Exercise instructions: In the data below, copy out the part that opens with the line containing "task: outline the utility pole" and closes with the line containing "35L222 34L222 32L220", both of those lines included, character for character.

Extracted records:
==============================

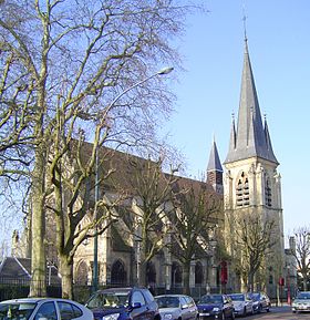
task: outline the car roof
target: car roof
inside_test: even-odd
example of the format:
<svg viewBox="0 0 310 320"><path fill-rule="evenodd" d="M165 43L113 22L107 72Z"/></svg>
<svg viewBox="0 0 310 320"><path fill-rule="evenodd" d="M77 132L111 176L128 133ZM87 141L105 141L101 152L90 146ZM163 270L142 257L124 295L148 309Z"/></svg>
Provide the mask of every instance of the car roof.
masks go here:
<svg viewBox="0 0 310 320"><path fill-rule="evenodd" d="M38 303L40 301L64 301L64 302L74 302L80 304L76 301L69 300L69 299L62 299L62 298L49 298L49 297L33 297L33 298L19 298L19 299L10 299L10 300L3 300L0 303Z"/></svg>
<svg viewBox="0 0 310 320"><path fill-rule="evenodd" d="M155 298L161 298L161 297L176 297L176 298L180 298L180 297L189 297L189 296L187 296L187 295L173 295L173 293L155 296Z"/></svg>

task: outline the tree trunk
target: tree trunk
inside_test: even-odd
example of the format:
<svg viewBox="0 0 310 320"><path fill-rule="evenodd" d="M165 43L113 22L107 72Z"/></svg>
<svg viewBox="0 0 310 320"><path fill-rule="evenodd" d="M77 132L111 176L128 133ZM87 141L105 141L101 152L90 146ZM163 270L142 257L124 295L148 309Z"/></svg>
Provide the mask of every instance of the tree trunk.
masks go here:
<svg viewBox="0 0 310 320"><path fill-rule="evenodd" d="M44 213L44 152L35 151L33 185L31 194L31 282L29 297L45 297L45 213Z"/></svg>
<svg viewBox="0 0 310 320"><path fill-rule="evenodd" d="M73 260L60 255L61 288L63 299L73 299Z"/></svg>
<svg viewBox="0 0 310 320"><path fill-rule="evenodd" d="M190 277L190 262L184 264L183 269L183 293L184 295L190 295L190 288L189 288L189 277Z"/></svg>

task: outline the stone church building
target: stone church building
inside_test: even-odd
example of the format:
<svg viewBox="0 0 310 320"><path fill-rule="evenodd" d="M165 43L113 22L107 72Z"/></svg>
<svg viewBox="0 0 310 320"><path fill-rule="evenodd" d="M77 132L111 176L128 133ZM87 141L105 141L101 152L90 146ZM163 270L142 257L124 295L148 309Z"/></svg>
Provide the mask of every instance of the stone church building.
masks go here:
<svg viewBox="0 0 310 320"><path fill-rule="evenodd" d="M115 152L118 163L125 154ZM272 239L273 252L265 257L265 279L256 279L265 283L264 288L276 297L275 288L283 271L283 220L281 205L281 180L277 172L279 163L272 151L267 121L262 122L258 103L254 74L251 70L248 44L245 40L244 70L238 121L232 118L229 149L223 169L217 145L211 144L209 162L206 168L206 188L220 198L224 210L206 231L207 245L202 249L205 257L195 259L190 266L190 288L205 291L244 290L244 280L238 272L238 264L242 264L242 254L234 247L236 217L251 213L259 216L261 223L275 221ZM179 184L198 186L202 182L179 177ZM105 197L113 196L105 193ZM132 208L134 204L131 204ZM122 208L120 208L122 209ZM107 228L99 235L97 281L99 286L128 286L137 282L140 268L140 242L130 234L126 221ZM218 250L219 238L224 236L225 255ZM165 240L169 240L168 238ZM13 242L12 251L17 252L19 242ZM221 251L223 252L223 251ZM227 258L230 257L230 258ZM272 259L271 259L272 258ZM231 261L235 259L235 262ZM94 270L94 239L86 239L74 257L75 283L92 285ZM168 250L163 250L147 264L146 282L157 291L182 288L183 266Z"/></svg>

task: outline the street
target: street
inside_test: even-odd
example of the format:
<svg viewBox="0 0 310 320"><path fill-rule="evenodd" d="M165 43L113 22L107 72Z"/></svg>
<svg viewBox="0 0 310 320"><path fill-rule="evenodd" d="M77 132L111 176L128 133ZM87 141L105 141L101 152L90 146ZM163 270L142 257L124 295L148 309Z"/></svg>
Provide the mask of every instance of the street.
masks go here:
<svg viewBox="0 0 310 320"><path fill-rule="evenodd" d="M236 318L239 319L239 318ZM240 318L241 319L241 318ZM310 319L310 312L307 313L292 313L291 308L288 306L283 307L272 307L270 312L262 312L259 314L247 316L244 319L264 319L264 320L271 320L271 319L283 319L283 320L299 320L299 319Z"/></svg>

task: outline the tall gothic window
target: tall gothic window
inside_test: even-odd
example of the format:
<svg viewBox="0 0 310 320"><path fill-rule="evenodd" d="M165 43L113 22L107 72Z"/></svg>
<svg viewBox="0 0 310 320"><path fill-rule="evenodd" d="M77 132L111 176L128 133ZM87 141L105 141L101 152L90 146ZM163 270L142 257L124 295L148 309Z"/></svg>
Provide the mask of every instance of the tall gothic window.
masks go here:
<svg viewBox="0 0 310 320"><path fill-rule="evenodd" d="M114 286L125 286L127 272L122 260L116 260L111 269L111 283Z"/></svg>
<svg viewBox="0 0 310 320"><path fill-rule="evenodd" d="M271 186L269 177L265 179L265 204L271 207Z"/></svg>
<svg viewBox="0 0 310 320"><path fill-rule="evenodd" d="M240 177L237 182L236 187L236 204L237 207L244 207L248 206L250 200L250 194L249 194L249 180L246 174L242 172Z"/></svg>

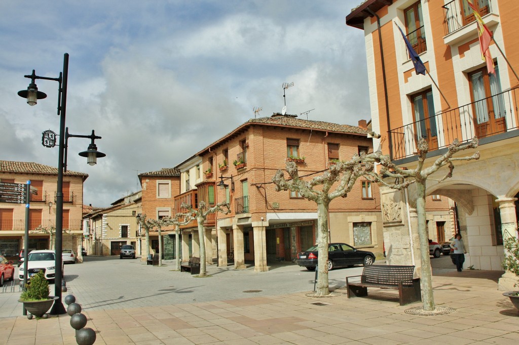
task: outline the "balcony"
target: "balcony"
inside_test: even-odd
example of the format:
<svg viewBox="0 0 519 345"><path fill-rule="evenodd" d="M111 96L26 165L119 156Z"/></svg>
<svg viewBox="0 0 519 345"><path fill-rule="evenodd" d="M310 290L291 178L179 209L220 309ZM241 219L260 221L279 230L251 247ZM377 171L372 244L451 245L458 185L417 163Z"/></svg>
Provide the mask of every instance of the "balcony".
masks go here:
<svg viewBox="0 0 519 345"><path fill-rule="evenodd" d="M463 0L453 0L442 6L443 8L443 28L445 35L475 21L472 9L466 5L466 2ZM474 0L473 2L481 17L492 12L490 0ZM464 5L464 3L466 5Z"/></svg>
<svg viewBox="0 0 519 345"><path fill-rule="evenodd" d="M190 191L188 191L181 194L179 194L175 197L174 202L175 214L180 213L185 213L187 212L187 209L183 208L181 207L183 203L190 205L193 209L197 210L198 209L198 191L196 189L192 189ZM196 221L193 221L189 222L187 225L181 226L180 228L193 227L193 226L196 226Z"/></svg>
<svg viewBox="0 0 519 345"><path fill-rule="evenodd" d="M80 220L64 219L63 228L70 230L81 230L83 222ZM56 226L56 221L54 219L45 219L38 220L31 219L29 220L29 231L32 231L42 225L44 227L47 226ZM1 219L0 220L0 231L23 231L25 228L25 221L24 219Z"/></svg>
<svg viewBox="0 0 519 345"><path fill-rule="evenodd" d="M249 196L236 198L234 199L235 212L237 214L249 213Z"/></svg>
<svg viewBox="0 0 519 345"><path fill-rule="evenodd" d="M493 141L494 136L516 130L518 97L519 88L515 88L393 129L389 132L391 160L414 156L421 138L428 141L431 152L448 147L455 138L463 142L476 136L480 142L482 138Z"/></svg>

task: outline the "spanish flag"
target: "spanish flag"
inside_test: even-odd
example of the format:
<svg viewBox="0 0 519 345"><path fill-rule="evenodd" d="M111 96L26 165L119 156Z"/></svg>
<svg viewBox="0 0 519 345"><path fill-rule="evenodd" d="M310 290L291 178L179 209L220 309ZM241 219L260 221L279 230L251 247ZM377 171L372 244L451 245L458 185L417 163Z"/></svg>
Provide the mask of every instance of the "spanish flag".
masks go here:
<svg viewBox="0 0 519 345"><path fill-rule="evenodd" d="M481 48L481 59L486 61L487 70L488 73L496 74L496 71L494 68L494 61L492 60L492 55L490 54L490 50L488 49L490 46L490 41L492 39L492 32L488 30L487 26L483 22L483 20L480 16L477 9L472 3L472 0L467 0L469 6L472 9L474 12L474 17L476 19L477 23L477 34L479 36L480 48Z"/></svg>

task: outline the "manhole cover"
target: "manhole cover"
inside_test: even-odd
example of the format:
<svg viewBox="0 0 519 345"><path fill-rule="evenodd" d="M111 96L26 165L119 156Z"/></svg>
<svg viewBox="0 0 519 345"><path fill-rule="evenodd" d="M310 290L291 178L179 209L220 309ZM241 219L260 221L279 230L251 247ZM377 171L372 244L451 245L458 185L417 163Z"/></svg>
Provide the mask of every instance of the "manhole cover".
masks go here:
<svg viewBox="0 0 519 345"><path fill-rule="evenodd" d="M420 316L433 316L450 314L456 311L456 309L450 307L436 307L434 310L424 310L423 307L415 307L405 310L406 314L419 315Z"/></svg>

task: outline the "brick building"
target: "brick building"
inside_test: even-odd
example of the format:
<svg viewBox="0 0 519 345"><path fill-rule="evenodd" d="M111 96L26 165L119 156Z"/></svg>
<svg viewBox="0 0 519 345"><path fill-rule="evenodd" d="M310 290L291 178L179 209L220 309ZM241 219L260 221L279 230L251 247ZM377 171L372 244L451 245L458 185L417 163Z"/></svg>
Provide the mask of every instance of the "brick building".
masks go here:
<svg viewBox="0 0 519 345"><path fill-rule="evenodd" d="M426 193L456 202L469 252L466 266L500 270L503 239L517 236L519 80L511 66L516 71L519 66L519 2L473 2L493 35L489 47L493 74L482 60L475 16L466 0L367 0L347 16L346 24L364 32L372 128L382 135L374 139L375 147L412 169L418 164L414 152L419 138L429 145L427 167L455 138L479 138L481 158L455 162L452 178L441 182L445 170L432 176ZM416 74L394 23L431 78ZM394 264L419 264L417 251L411 255L409 228L417 243L416 213L412 189L408 192L409 197L381 190L384 214L411 214L384 219L386 249L397 254L388 260ZM514 282L513 275L506 272L499 289L511 290Z"/></svg>
<svg viewBox="0 0 519 345"><path fill-rule="evenodd" d="M63 173L63 248L73 249L78 255L81 252L83 183L87 177L83 172L68 170ZM29 248L49 249L50 236L55 237L58 169L36 163L0 161L0 182L25 184L29 180L37 190L37 194L31 195ZM25 214L24 203L0 203L0 252L10 260L18 260L25 245ZM35 232L39 226L48 232Z"/></svg>

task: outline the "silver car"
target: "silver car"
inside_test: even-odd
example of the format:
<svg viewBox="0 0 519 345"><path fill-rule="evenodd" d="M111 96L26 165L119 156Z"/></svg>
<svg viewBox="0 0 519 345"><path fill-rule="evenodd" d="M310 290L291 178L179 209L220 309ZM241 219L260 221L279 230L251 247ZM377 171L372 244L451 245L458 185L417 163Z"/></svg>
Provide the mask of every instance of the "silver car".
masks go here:
<svg viewBox="0 0 519 345"><path fill-rule="evenodd" d="M135 248L131 245L123 245L121 247L121 253L119 258L123 257L131 257L135 258Z"/></svg>

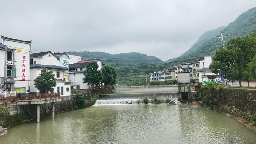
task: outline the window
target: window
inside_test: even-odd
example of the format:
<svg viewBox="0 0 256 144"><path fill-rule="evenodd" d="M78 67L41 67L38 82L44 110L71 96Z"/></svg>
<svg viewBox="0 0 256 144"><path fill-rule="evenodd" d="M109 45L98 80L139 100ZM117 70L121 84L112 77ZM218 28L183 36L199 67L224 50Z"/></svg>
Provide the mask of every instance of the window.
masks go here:
<svg viewBox="0 0 256 144"><path fill-rule="evenodd" d="M165 79L171 79L171 76L165 76Z"/></svg>
<svg viewBox="0 0 256 144"><path fill-rule="evenodd" d="M16 91L16 93L25 93L25 87L15 87L14 91Z"/></svg>
<svg viewBox="0 0 256 144"><path fill-rule="evenodd" d="M12 66L7 66L6 77L7 78L12 77Z"/></svg>
<svg viewBox="0 0 256 144"><path fill-rule="evenodd" d="M12 60L12 51L7 52L7 60Z"/></svg>
<svg viewBox="0 0 256 144"><path fill-rule="evenodd" d="M56 77L59 78L59 71L57 71L57 73Z"/></svg>
<svg viewBox="0 0 256 144"><path fill-rule="evenodd" d="M60 93L60 94L61 94L62 95L63 95L63 91L63 91L63 86L62 86L61 93Z"/></svg>

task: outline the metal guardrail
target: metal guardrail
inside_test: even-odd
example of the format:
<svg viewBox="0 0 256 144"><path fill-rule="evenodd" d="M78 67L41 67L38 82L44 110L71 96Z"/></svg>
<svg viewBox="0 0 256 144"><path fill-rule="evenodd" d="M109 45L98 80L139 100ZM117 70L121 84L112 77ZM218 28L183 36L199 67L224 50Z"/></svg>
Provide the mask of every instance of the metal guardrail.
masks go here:
<svg viewBox="0 0 256 144"><path fill-rule="evenodd" d="M60 97L60 93L40 94L37 95L30 95L28 96L3 96L0 97L0 103L8 103L17 101L30 100L39 99L47 100L47 98L52 99Z"/></svg>

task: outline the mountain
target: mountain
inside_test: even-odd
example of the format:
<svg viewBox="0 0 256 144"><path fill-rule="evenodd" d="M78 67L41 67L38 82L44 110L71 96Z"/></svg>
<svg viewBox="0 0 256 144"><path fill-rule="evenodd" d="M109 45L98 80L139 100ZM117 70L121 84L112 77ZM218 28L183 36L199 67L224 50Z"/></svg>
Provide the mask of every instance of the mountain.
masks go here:
<svg viewBox="0 0 256 144"><path fill-rule="evenodd" d="M244 37L256 30L256 7L249 9L242 14L233 22L223 28L222 27L216 30L206 32L199 38L188 51L178 58L169 60L165 63L172 66L186 62L194 60L197 58L207 56L213 56L218 49L217 41L215 36L219 36L219 31L223 29L223 35L228 35L225 41L238 36ZM215 33L217 33L215 35ZM218 35L217 35L218 34ZM205 38L202 37L206 36ZM212 38L210 37L212 36Z"/></svg>
<svg viewBox="0 0 256 144"><path fill-rule="evenodd" d="M68 52L67 53L81 56L83 59L99 58L105 64L113 64L118 63L119 64L130 64L143 63L159 65L164 63L162 60L155 57L135 52L114 54L101 52Z"/></svg>

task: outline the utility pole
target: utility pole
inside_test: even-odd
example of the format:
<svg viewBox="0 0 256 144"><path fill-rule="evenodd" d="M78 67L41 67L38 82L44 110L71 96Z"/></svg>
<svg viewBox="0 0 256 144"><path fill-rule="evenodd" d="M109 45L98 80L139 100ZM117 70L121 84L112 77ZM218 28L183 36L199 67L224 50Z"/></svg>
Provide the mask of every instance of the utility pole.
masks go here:
<svg viewBox="0 0 256 144"><path fill-rule="evenodd" d="M223 35L222 34L222 32L220 32L220 37L218 37L218 36L217 36L216 37L217 38L221 38L221 42L217 42L218 47L219 47L219 43L221 43L222 47L222 48L224 48L224 40L223 40L223 38L227 37L228 36L228 35L226 35L226 36L225 36L225 37L223 37Z"/></svg>

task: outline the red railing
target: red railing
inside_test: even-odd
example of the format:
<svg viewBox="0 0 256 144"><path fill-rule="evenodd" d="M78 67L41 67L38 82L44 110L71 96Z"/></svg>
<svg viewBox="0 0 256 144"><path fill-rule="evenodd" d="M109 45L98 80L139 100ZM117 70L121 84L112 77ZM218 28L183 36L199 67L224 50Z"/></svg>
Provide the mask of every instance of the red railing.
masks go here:
<svg viewBox="0 0 256 144"><path fill-rule="evenodd" d="M110 85L99 85L95 86L91 86L87 89L80 89L79 90L75 90L71 91L71 95L75 95L76 94L81 93L85 93L89 92L90 90L95 89L102 89L103 88L109 88L111 86Z"/></svg>
<svg viewBox="0 0 256 144"><path fill-rule="evenodd" d="M10 102L12 101L22 100L30 100L39 99L45 100L47 98L56 98L60 97L60 93L40 94L37 95L30 95L27 96L4 96L0 97L0 103Z"/></svg>

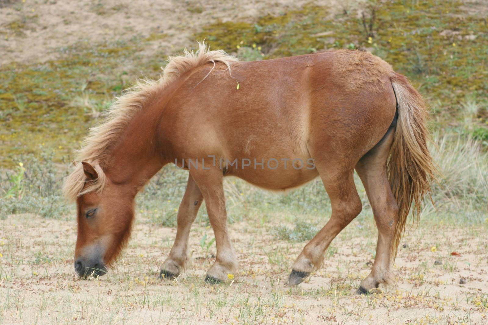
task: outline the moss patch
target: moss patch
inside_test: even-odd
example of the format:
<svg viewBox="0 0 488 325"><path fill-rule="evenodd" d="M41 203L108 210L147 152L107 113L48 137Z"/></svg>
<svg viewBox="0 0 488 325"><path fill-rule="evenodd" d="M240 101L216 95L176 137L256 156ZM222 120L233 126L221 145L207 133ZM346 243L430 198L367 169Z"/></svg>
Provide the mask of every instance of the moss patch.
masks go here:
<svg viewBox="0 0 488 325"><path fill-rule="evenodd" d="M230 52L255 44L266 58L332 48L365 49L409 76L436 103L439 119L451 122L462 117L459 104L467 95L485 104L488 93L487 20L468 14L463 4L440 0L365 4L368 28L375 9L371 30L365 29L357 12L331 19L326 8L311 6L264 16L254 23L217 22L195 37ZM482 119L482 125L486 122Z"/></svg>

==============================

Task result:
task: outline the utility pole
target: utility pole
inside_test: even-odd
example of the format:
<svg viewBox="0 0 256 144"><path fill-rule="evenodd" d="M78 67L41 67L38 82L44 110L71 96Z"/></svg>
<svg viewBox="0 0 256 144"><path fill-rule="evenodd" d="M109 45L98 80L139 100ZM117 70L121 84L112 77ZM218 28L183 36L199 67L224 50Z"/></svg>
Provide the mask of every instance of the utility pole.
masks go here:
<svg viewBox="0 0 256 144"><path fill-rule="evenodd" d="M223 35L222 34L222 32L220 32L220 37L218 37L218 36L217 36L216 37L217 38L221 38L221 42L217 42L218 47L219 47L219 43L221 43L222 47L222 48L224 48L224 40L223 40L223 38L227 37L228 36L228 35L226 35L226 36L225 36L225 37L223 37Z"/></svg>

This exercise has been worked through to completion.